■ TEXTO APRESENTADO

▬▬▬▬▬▬

Cartas de Baires: arte e paixão no subsolo

Siqueiros e Blanca

 

A Plaza de Mayo tem atrativo secreto:  o mural Exercício Plástico, do mexicano David A. Siqueiros (1896-1974). A obra tem uma história que mistura arte, amor, traição, dinheiro, poder. Está guardado no Museu do Bicentenário, após anos de abandono.

Tudo começou em 1933 quando Siqueiros desembarcou em Buenos Aires acompanhado da mulher, a poeta uruguaia Blanca Luz Brum.

Siqueiros é considerado, junto a Diego Rivera e José Clemente Orozco, um dos pais fundadores da escola muralista mexicana, que proclamou uma arte pública dedicada a temas revolucionários e sociais com o objetivo de inspirar as classes populares.

Aqui, o casal conheceu Natalio Botana, fundador do jornal Crítica e excêntrico milionário argentino. Foi ele quem pediu ao artista que pintasse um mural num porão de sua casa de campo, na periferia de Buenos Aires.

O mexicano aceitou a oferta e convocou três jovens pintores para a empreitada: Antonio Berni, Lino Spilimbergo e Juan Carlos Castagnino – que depois fariam os murais da Galeria Pacifico e dariam início ao movimento muralista argentino. Completava a equipe o cenógrafo uruguaio Enrique Lázaro.

A obra foi executada em apenas três meses e é a única em que Siqueiros driblou a temática política e social. Pintou sua mulher, Blanca, com uma técnica moderna para sua época.

siqueiros ejercicio plastico museu do bicentenario

Adoro esta imagem. A obra esta aí dentro. 

Os artistas substituíram o pincel pelo aerógrafo, o desenho pela fotografia, o óleo pelas resinas sintéticas o banco acadêmico por um ponto de vista arbitrário que se desloca o tempo todo. A intenção era simular uma caixa de cristal afundada na água e visitada por voluptuosas figuras aquáticas.

Para isso, usaram slides que se projetavam de forma oblíqua contra a parede. Como os muros do subsolo eram curvos, as imagens das mulheres nuas se deformavam e os contornos eram traçados a partir dessas imagens.

▬▬▬▬▬▬

■ INSTRUÇÃO ESCRITA 1
Conte quantas das linhas abaixo contêm a palavra "Target". Dê apenas o número.

▬▬▬▬▬▬

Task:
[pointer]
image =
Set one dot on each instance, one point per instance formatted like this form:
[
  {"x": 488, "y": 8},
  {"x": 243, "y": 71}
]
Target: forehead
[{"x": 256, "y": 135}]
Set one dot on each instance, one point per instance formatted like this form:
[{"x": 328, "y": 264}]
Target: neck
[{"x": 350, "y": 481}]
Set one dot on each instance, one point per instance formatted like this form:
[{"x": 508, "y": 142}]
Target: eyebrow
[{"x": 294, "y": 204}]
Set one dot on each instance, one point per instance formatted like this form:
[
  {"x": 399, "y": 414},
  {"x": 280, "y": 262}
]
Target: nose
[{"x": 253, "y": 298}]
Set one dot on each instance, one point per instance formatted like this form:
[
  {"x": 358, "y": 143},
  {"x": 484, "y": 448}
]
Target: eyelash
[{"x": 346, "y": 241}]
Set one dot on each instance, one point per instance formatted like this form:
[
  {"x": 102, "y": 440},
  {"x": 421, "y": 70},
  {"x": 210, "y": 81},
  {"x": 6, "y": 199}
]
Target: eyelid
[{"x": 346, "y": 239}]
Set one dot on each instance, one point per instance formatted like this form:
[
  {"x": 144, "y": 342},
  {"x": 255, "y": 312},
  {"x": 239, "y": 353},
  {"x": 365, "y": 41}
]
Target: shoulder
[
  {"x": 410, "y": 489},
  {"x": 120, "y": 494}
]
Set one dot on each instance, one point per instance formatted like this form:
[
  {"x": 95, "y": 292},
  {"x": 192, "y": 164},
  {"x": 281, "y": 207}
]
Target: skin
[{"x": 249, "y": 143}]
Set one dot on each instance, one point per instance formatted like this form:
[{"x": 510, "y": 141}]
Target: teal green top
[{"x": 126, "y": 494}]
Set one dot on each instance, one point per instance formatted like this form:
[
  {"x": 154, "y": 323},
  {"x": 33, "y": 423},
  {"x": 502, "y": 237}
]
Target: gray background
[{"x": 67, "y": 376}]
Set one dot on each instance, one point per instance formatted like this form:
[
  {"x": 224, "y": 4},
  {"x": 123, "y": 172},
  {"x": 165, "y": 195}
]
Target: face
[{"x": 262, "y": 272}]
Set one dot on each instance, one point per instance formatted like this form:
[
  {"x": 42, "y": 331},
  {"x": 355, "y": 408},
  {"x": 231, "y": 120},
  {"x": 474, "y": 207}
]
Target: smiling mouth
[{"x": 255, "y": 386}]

▬▬▬▬▬▬

■ INSTRUÇÃO ESCRITA 2
Repita o trecho do texto sobre o mural de Siqueiros que começa nas palavras "Cartas de Baires: arte" e vai até "de Buenos Aires.", sem mudar nada.

■ RESPOSTA 1
12

■ RESPOSTA 2
Cartas de Baires: arte e paixão no subsolo

Siqueiros e Blanca

 

A Plaza de Mayo tem atrativo secreto:  o mural Exercício Plástico, do mexicano David A. Siqueiros (1896-1974). A obra tem uma história que mistura arte, amor, traição, dinheiro, poder. Está guardado no Museu do Bicentenário, após anos de abandono.

Tudo começou em 1933 quando Siqueiros desembarcou em Buenos Aires acompanhado da mulher, a poeta uruguaia Blanca Luz Brum.

Siqueiros é considerado, junto a Diego Rivera e José Clemente Orozco, um dos pais fundadores da escola muralista mexicana, que proclamou uma arte pública dedicada a temas revolucionários e sociais com o objetivo de inspirar as classes populares.

Aqui, o casal conheceu Natalio Botana, fundador do jornal Crítica e excêntrico milionário argentino. Foi ele quem pediu ao artista que pintasse um mural num porão de sua casa de campo, na periferia de Buenos Aires.